What to work on: Extract each line holding the word "below" from the entries.

Task material:
------------------------------------

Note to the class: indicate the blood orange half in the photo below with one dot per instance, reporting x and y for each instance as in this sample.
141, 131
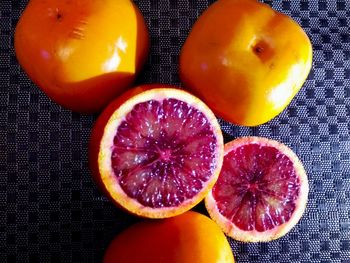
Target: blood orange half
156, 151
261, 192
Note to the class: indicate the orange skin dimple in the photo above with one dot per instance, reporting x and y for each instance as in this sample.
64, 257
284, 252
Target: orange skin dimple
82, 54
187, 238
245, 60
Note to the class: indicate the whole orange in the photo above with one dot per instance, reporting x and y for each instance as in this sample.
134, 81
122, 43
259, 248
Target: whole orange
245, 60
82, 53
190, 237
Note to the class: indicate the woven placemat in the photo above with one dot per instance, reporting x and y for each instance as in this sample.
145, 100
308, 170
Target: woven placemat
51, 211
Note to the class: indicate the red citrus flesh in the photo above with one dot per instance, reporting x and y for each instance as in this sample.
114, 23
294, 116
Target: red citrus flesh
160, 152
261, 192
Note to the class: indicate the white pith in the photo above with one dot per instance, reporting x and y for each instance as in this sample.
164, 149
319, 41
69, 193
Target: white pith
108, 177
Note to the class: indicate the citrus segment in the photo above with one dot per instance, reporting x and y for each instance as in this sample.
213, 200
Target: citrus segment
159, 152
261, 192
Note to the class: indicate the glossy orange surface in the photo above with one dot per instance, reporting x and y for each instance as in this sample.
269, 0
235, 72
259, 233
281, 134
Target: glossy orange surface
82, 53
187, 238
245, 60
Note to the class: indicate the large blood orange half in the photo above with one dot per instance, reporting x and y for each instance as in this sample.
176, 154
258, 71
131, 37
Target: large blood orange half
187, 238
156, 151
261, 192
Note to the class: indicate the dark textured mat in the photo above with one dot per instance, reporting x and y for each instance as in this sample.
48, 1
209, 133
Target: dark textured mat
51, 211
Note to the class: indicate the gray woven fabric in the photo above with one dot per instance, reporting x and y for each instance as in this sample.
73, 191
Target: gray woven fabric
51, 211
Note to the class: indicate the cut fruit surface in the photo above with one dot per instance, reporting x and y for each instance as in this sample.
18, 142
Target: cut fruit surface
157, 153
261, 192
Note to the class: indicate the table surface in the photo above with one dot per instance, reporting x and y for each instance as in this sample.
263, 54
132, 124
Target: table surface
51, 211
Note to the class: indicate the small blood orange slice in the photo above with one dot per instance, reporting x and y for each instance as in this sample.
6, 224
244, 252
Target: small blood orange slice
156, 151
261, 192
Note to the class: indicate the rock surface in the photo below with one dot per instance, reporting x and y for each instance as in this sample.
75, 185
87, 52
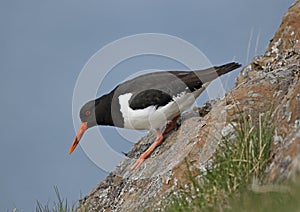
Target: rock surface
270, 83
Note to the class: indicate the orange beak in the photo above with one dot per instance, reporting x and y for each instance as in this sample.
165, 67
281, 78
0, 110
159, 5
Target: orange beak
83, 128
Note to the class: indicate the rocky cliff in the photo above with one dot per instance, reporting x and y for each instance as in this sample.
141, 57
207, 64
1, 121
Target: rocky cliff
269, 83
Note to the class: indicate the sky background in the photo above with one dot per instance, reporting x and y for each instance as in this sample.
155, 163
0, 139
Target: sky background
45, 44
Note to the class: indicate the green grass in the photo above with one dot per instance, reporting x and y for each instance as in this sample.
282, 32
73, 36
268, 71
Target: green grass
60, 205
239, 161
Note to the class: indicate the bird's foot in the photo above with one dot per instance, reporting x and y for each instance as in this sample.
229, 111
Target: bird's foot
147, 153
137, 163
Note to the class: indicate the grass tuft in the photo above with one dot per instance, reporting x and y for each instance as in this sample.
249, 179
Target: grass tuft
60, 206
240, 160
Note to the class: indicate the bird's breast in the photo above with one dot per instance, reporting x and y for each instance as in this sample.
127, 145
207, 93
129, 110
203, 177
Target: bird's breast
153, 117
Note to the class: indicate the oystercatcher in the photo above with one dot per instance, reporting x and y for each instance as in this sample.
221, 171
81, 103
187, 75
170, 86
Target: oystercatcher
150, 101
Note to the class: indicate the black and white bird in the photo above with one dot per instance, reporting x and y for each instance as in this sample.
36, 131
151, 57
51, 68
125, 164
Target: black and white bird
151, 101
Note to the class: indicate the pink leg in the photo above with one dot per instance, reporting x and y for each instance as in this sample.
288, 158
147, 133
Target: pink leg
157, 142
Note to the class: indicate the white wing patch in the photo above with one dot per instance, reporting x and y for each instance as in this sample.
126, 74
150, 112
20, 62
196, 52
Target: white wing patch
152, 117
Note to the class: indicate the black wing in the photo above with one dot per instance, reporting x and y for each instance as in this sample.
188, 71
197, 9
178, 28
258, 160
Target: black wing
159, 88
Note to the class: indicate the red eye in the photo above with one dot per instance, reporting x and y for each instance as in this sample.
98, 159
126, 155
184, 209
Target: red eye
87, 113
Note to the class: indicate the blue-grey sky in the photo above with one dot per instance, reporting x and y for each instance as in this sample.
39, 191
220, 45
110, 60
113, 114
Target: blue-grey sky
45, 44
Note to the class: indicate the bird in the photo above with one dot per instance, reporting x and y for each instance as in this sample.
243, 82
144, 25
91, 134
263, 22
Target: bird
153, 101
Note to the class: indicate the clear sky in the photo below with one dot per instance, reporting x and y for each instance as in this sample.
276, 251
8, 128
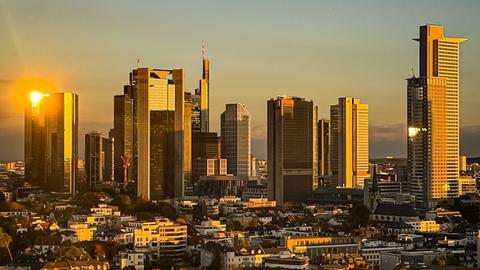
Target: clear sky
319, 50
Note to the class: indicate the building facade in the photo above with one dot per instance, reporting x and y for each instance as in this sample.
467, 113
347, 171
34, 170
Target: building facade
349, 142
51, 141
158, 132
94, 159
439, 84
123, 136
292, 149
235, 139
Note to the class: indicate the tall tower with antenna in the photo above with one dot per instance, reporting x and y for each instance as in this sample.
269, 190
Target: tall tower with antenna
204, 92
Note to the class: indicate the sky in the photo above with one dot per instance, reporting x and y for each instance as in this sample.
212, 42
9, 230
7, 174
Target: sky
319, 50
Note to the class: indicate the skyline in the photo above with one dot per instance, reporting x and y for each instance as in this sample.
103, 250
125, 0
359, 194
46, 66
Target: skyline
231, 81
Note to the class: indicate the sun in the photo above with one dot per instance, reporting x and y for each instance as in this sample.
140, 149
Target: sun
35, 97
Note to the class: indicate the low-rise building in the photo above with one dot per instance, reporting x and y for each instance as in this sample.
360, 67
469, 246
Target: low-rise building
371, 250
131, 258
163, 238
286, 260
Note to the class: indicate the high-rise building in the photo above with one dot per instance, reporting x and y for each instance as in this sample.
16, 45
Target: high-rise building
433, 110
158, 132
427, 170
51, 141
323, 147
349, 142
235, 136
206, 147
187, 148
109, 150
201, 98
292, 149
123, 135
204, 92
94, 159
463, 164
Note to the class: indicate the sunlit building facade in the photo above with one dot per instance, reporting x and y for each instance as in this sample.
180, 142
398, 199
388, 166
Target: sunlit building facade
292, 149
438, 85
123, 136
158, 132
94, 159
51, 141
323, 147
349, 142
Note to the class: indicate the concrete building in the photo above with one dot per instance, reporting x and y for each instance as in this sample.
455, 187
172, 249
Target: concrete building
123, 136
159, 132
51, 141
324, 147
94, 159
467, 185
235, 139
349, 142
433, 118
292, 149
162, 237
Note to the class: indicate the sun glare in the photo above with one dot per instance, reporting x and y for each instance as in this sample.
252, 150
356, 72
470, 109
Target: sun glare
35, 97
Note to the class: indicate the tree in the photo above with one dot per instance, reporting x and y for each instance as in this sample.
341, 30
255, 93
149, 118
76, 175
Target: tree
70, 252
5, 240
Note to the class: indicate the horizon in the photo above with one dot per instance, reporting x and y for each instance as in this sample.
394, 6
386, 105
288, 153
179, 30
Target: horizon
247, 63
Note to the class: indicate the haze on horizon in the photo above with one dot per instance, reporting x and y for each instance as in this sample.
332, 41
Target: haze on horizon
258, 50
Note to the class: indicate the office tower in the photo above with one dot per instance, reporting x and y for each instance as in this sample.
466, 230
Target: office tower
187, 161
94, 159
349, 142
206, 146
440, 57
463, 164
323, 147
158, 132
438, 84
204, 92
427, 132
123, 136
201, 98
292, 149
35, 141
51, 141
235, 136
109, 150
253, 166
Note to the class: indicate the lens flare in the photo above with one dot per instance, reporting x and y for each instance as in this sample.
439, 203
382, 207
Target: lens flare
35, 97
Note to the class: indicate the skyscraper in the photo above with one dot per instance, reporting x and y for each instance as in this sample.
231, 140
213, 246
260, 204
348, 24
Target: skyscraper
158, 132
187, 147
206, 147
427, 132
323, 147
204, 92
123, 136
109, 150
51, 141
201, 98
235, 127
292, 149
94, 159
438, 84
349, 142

------------------------------------

Solution:
Note to the class: indicate the blood orange half in the photo below with one dot per instance, reporting x and y for each instance as in this sample.
Note to the class: indicate the rock surface in the photo below with one dot per instance, reporting x and y for each instance as in this sample.
Note to the class: indicate the clear sky in the photo below with one dot per instance, reporting x and y for each instance as in this sample.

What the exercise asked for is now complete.